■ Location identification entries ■
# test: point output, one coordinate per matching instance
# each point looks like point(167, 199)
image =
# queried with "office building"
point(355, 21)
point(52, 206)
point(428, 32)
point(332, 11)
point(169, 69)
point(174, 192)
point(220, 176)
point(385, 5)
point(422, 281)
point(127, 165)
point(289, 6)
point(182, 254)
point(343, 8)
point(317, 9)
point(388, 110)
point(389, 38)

■ Problem to work on ■
Write out all the rows again, substituting "commercial building" for "office building" and leaving everything else unchanged.

■ Exercise result ■
# test: point output, one coordinate per matching instance
# each point looks like point(167, 199)
image =
# queried with "commercial building"
point(355, 21)
point(52, 206)
point(428, 32)
point(332, 11)
point(169, 69)
point(174, 192)
point(220, 176)
point(385, 5)
point(422, 281)
point(127, 165)
point(289, 6)
point(182, 254)
point(343, 8)
point(317, 9)
point(388, 110)
point(389, 38)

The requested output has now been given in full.